_What to do_: All of the data below must be repeated exactly.

:: Supplied data ::

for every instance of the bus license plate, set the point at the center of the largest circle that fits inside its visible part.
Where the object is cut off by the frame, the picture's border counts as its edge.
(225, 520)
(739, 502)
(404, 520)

:::

_Answer section_:
for every instance of the bus license plate, set the point at the center of the largest circle that fits inside its visible part.
Where the object is cut off by the frame, the picture's border counts as its edge.
(225, 520)
(739, 502)
(404, 520)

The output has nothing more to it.